CONSIGNE — Recopiez le passage du texte sur le pardon qui commence aux mots « Malheureusement, on ne » et s'arrête après « nous ont offensés. », en y remplaçant « modèle » par « canevas ».

EXTRAIT SOURCE —
◆ ◆ ◆ ◆ ◆ ◆ ◆

J’ai l’impression que pardonner à l’autre est toujours un défi, tout simplement parce que derrière l’offense, il y a une blessure, une trahison, une déception, une perte… et à chaque fois ! A chaque fois c’est nouveau ! Pardonner à votre collègue qui vous a humilié en réunion, ce n’est pas plus facile sous prétexte que vous avez pardonné à votre neveu d’avoir piqué dans votre porte-monnaie ! J’imagine (j’espère !) qu’avec la maturité spirituelle, on trouve le chemin du pardon plus facilement, mais d’après ce que j’entends, le pardon reste un défi quasi universel jusqu’à la fin.

Malheureusement, on ne peut pas éviter ce défi parce qu’il est au cœur du message de Jésus : le pardon de Dieu, d’abord, et cette invitation à aimer notre prochain, aimer malgré l’offense, donc pardonner.

Je vous invite à creuser cette question du pardon avec un passage de la prière du Notre Père, prière que Jésus enseigne à ses disciples, non pas pour qu’ils la répètent à la lettre, mais pour donner un exemple, une direction, un modèle. Ce modèle nous invite à nous centrer dans la prière d’abord sur Dieu et ses projets, et ensuite sur nos besoins. Dans ces besoins, le pain/les besoins matériels, le pardon, la protection face au mal extérieur et intérieur. Je ne sais pas pour vous, mais la partie sur le pardon m’a toujours un peu mise mal à l’aise :

Matthieu 6.12 Pardonne-nous nos offenses, comme nous pardonnons aussi à ceux qui nous ont offensés.

(littéralement : 12 remets-nous nos dettes, comme nous aussi nous l’avons fait pour nos débiteurs – pour ceux qui ont suivi le cycle de prédications sur les sens de la mort de Jésus sur la croix, où j’ai parlé notamment du pardon de Dieu comme rachat de nos dettes pour nous conduire vers la liberté)

Le « comme » est terrible ! Jésus a l’air de dire qu’il y a une espèce de correspondance entre le pardon que nous donnons et le pardon que nous recevrons de Dieu. On aurait envie de remplacer par « pardonne-nous pour que nous pardonnions, ainsi nous pardonnerons… » pendant un temps, je remplaçais même par « et aide-nous à » ! Tout, mais pas « comme » !

◆ ◆ ◆ ◆ ◆ ◆ ◆

DONNÉES RECUEILLIES —

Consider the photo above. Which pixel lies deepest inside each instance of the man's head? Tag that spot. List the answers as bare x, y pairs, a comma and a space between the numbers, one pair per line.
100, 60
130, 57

◆ ◆ ◆ ◆ ◆ ◆ ◆

RÉPONSE ATTENDUE —
Malheureusement, on ne peut pas éviter ce défi parce qu’il est au cœur du message de Jésus : le pardon de Dieu, d’abord, et cette invitation à aimer notre prochain, aimer malgré l’offense, donc pardonner.

Je vous invite à creuser cette question du pardon avec un passage de la prière du Notre Père, prière que Jésus enseigne à ses disciples, non pas pour qu’ils la répètent à la lettre, mais pour donner un exemple, une direction, un canevas. Ce canevas nous invite à nous centrer dans la prière d’abord sur Dieu et ses projets, et ensuite sur nos besoins. Dans ces besoins, le pain/les besoins matériels, le pardon, la protection face au mal extérieur et intérieur. Je ne sais pas pour vous, mais la partie sur le pardon m’a toujours un peu mise mal à l’aise :

Matthieu 6.12 Pardonne-nous nos offenses, comme nous pardonnons aussi à ceux qui nous ont offensés.